抜粋本文:
=-=-=-=-=
切れ味鋭いハードロック  FOREIGNER - AGENT PROVOCATEUR

FOREIGNER(フォリナー)との出会い





WAITING FOR A GIRL LIKE YOU(ガール・ライク・ユー)という1981年のシングルを友達に勧められて聴いたのがFOREIGNER(フォリナー)との出会いということになります。
この曲は10週連続第2位という悲劇の楽曲として有名だったらしいです。
1位になれなかったとはいえ、10週も2位に居座ると言うのも逆にもっと難しいのかもしれませんね。
果たして、そんな楽曲をラジオでエアチェックして聴くことになりましたが、こりゃ名曲だ。
友達はめちゃくちゃいい曲だ、と言ってたが、確かにそうでした。
そのとき初めてフォリナーを認識したのです。

 

それからしばらくして、ついに新作の情報が。

 

アルバム発表の先行シングルが上がってきました。
I WANT TO KNOW WHAT LOVE IS(アイ・ウォナ・ノウ)だ。
これはガール・ライク・ユーに負けず劣らずいい曲でした。

 

一気に気に入った僕は彼らのニューアルバムをカセットに収め、聴き始めました。
それは非常に爽快でエッジの聴いたハードロックアルバムで、またお気に入りのバンドが増える結果となったのです。
=-=-=-=-=
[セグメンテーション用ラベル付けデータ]
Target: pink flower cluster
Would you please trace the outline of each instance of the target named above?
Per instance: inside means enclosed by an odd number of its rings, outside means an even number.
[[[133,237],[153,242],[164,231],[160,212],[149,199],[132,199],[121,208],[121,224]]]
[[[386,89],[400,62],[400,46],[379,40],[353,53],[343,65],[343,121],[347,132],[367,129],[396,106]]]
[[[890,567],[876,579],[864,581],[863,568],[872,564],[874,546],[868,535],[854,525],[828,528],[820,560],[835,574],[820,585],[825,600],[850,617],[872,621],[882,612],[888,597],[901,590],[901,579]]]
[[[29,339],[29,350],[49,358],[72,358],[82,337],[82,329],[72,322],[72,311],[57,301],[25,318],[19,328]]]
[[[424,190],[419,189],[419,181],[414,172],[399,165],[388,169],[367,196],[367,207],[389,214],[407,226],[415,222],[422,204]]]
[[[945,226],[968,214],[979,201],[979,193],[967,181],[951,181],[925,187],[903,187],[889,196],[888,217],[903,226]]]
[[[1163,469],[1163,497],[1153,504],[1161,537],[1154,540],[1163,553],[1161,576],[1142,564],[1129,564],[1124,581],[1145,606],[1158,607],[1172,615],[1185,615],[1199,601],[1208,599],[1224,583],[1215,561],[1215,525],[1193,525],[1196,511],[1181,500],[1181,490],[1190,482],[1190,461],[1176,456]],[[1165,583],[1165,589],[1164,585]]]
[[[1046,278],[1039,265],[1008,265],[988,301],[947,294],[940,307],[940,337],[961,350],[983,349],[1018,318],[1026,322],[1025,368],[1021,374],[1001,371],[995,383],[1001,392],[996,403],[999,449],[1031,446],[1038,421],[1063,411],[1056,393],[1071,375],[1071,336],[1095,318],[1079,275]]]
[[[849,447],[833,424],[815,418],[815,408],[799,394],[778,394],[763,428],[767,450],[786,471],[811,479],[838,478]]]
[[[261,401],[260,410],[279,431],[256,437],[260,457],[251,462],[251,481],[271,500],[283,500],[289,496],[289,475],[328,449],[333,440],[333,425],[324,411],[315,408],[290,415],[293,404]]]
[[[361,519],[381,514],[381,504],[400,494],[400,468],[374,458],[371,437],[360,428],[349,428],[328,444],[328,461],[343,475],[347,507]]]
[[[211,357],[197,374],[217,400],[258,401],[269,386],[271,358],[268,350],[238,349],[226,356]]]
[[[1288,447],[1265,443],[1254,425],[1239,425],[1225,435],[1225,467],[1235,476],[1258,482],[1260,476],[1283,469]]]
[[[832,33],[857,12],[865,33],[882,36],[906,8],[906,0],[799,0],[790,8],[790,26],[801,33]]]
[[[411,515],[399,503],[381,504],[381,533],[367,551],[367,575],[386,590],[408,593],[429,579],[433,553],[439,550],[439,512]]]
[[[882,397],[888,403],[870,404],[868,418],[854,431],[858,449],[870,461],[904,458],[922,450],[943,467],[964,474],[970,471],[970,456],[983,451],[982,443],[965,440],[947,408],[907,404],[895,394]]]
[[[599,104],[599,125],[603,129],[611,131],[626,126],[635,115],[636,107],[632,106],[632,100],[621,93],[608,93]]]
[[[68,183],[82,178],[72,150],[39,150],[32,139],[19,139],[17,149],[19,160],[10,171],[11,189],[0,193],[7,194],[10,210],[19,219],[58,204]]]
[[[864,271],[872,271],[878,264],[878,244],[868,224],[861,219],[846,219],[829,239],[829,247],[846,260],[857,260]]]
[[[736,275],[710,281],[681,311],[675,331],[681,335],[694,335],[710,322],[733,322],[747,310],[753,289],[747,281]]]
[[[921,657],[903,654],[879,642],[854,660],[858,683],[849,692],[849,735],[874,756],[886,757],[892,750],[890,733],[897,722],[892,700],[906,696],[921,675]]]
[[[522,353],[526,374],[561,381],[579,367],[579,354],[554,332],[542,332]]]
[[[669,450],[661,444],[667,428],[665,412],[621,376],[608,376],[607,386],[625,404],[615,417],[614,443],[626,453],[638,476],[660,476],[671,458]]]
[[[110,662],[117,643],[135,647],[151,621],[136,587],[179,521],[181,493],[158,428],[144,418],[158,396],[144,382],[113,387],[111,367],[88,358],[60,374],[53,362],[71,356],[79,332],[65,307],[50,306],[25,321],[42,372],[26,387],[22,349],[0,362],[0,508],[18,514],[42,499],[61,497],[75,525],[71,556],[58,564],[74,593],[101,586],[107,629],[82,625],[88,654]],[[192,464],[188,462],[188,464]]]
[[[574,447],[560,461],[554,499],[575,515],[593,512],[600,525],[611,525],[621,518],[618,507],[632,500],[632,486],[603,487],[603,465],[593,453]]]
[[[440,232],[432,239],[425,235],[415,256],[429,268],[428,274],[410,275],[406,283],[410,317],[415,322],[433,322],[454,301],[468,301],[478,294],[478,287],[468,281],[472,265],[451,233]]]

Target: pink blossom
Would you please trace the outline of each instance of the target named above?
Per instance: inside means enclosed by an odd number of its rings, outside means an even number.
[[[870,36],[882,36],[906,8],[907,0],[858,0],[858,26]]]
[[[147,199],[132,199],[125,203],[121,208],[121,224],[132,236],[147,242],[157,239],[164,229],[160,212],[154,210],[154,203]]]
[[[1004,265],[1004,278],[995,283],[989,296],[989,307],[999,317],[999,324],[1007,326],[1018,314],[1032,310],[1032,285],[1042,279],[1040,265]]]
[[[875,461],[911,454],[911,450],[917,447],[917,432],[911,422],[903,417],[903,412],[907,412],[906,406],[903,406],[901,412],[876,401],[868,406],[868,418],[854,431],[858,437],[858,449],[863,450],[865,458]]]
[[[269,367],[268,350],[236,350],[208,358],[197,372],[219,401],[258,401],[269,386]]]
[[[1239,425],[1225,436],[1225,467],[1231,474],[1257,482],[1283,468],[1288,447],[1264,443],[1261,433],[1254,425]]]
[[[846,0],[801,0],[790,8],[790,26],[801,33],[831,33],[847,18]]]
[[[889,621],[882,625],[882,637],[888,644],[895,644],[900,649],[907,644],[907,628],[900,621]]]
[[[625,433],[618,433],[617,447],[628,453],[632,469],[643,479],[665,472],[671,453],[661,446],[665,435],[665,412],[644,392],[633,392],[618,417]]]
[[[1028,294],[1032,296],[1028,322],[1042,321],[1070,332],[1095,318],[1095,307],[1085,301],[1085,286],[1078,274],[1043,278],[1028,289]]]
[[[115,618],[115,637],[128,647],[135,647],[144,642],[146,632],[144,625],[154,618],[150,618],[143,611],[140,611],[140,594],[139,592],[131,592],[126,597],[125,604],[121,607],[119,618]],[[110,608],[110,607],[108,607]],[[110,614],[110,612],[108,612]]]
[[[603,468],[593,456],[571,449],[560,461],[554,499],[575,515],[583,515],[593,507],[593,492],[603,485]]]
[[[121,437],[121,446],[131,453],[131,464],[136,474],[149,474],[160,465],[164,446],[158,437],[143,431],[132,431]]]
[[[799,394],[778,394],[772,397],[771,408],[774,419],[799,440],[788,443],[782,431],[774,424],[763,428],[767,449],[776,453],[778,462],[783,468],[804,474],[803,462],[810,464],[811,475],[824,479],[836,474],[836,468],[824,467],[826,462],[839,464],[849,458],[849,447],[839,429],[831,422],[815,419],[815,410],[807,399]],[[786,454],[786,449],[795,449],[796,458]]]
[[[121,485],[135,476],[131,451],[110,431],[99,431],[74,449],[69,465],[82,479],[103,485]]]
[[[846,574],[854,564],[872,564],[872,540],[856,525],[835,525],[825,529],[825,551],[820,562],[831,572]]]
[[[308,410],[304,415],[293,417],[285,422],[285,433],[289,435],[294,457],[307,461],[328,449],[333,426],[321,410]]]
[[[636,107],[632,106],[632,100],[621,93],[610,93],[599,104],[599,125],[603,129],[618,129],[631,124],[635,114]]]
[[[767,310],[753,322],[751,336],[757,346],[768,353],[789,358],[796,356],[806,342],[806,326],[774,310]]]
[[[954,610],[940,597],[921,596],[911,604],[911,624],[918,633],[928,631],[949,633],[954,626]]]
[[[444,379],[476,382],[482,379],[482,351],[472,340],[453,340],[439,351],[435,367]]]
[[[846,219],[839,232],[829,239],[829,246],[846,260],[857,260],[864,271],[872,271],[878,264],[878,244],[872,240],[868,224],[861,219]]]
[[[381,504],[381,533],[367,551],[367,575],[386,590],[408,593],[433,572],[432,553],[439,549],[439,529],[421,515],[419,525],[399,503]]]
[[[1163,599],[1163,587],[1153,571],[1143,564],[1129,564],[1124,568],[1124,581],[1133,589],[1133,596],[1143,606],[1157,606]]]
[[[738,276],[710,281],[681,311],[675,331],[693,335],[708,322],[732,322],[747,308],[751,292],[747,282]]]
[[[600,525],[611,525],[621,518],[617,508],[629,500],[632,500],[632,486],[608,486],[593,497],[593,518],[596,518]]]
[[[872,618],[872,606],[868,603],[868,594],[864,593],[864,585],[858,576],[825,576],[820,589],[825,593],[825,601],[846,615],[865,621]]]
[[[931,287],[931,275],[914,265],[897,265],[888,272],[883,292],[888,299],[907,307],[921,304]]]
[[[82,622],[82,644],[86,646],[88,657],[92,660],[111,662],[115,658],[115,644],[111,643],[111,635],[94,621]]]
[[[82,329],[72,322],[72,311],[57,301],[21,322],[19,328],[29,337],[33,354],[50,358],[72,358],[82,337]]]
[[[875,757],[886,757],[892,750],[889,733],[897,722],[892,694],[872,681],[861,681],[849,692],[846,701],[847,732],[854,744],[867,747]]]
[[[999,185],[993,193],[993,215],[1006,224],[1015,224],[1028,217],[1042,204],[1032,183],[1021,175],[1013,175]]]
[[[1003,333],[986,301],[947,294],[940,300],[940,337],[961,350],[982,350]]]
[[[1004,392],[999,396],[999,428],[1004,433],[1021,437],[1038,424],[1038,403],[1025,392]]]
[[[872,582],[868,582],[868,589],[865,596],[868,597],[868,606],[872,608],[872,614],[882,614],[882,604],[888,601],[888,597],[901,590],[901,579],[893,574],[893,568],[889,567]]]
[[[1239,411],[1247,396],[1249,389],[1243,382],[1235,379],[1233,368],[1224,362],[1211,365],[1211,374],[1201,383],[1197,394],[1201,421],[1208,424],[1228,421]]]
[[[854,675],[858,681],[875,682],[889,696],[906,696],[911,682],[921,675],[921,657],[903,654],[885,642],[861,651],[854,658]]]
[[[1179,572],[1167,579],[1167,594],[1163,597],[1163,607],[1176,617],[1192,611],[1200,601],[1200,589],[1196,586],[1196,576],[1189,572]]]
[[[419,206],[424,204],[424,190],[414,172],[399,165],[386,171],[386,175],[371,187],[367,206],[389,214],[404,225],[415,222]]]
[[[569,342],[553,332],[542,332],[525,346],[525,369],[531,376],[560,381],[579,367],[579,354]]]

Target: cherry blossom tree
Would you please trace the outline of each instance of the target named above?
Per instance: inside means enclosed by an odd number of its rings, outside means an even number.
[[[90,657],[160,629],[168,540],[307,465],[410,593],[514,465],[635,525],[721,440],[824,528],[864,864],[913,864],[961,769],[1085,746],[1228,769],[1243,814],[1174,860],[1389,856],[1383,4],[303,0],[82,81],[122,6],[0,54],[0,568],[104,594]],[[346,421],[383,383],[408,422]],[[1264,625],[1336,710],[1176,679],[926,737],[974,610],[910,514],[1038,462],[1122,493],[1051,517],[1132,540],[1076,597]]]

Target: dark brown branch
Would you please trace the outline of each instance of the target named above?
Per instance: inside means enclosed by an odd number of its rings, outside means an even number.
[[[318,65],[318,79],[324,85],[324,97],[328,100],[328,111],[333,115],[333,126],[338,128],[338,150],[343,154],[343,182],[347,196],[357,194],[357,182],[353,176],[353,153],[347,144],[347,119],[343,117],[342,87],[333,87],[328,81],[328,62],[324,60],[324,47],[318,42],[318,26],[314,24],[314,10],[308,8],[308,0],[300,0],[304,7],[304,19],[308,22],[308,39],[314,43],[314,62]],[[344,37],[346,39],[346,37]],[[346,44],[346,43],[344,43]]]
=-=-=-=-=
課題内容: フォリナーに関する文章のうち、「WAITING FOR A」で始まり「友達はめちゃくちゃいい曲だ、と言ってたが、確かにそうでした。」まで続く部分を、「友達」を「友人」に変えて書き直してください。 データはフォリナーに関する文章とは別の資料です。

解答例:
WAITING FOR A GIRL LIKE YOU(ガール・ライク・ユー)という1981年のシングルを友人に勧められて聴いたのがFOREIGNER(フォリナー)との出会いということになります。
この曲は10週連続第2位という悲劇の楽曲として有名だったらしいです。
1位になれなかったとはいえ、10週も2位に居座ると言うのも逆にもっと難しいのかもしれませんね。
果たして、そんな楽曲をラジオでエアチェックして聴くことになりましたが、こりゃ名曲だ。
友人はめちゃくちゃいい曲だ、と言ってたが、確かにそうでした。